• **Task goal**
Could you repeat the records from the line with "Find the street light pole in this photo." to the line with "[225, 94, 374, 130]", substituting "lamppost" for "street light pole" and leaving everything else unchanged?

------ Data provided ------

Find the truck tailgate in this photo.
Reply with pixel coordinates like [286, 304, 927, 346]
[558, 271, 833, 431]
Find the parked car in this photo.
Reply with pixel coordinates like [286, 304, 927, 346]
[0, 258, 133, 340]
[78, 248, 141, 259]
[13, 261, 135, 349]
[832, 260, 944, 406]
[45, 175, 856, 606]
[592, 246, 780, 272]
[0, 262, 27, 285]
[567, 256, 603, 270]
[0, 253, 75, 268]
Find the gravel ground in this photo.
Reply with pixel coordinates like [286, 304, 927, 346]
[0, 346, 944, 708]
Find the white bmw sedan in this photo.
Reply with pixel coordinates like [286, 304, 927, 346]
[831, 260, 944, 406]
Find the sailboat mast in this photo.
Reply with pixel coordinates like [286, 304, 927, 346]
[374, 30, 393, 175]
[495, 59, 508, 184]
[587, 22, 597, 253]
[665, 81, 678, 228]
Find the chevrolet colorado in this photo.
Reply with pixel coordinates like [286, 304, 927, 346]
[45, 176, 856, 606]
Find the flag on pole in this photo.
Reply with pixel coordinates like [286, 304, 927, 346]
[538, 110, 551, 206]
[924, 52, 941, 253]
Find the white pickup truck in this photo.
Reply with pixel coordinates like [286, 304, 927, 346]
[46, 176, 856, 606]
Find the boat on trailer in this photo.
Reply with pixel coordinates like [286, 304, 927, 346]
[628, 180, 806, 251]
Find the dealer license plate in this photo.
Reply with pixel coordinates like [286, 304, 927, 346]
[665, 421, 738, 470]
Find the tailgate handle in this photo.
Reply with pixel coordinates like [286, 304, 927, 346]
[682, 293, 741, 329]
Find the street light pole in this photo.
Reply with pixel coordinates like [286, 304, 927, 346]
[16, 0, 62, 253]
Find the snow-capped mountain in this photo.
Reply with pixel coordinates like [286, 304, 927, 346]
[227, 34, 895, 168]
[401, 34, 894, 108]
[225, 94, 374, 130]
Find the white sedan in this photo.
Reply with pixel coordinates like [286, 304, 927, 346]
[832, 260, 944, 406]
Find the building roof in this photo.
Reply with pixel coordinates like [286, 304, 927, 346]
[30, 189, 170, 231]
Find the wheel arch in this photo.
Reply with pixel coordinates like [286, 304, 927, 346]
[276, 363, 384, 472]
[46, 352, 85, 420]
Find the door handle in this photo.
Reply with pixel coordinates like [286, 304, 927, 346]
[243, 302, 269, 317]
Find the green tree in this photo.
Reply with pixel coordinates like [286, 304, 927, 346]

------

• **Written answer**
Find the lamppost in this photo.
Reply with pixel coordinates like [286, 304, 927, 346]
[16, 0, 62, 253]
Find the snow-capped mountain in this photo.
Reply with pixel coordinates like [286, 304, 927, 346]
[227, 34, 895, 168]
[401, 34, 894, 108]
[225, 94, 374, 130]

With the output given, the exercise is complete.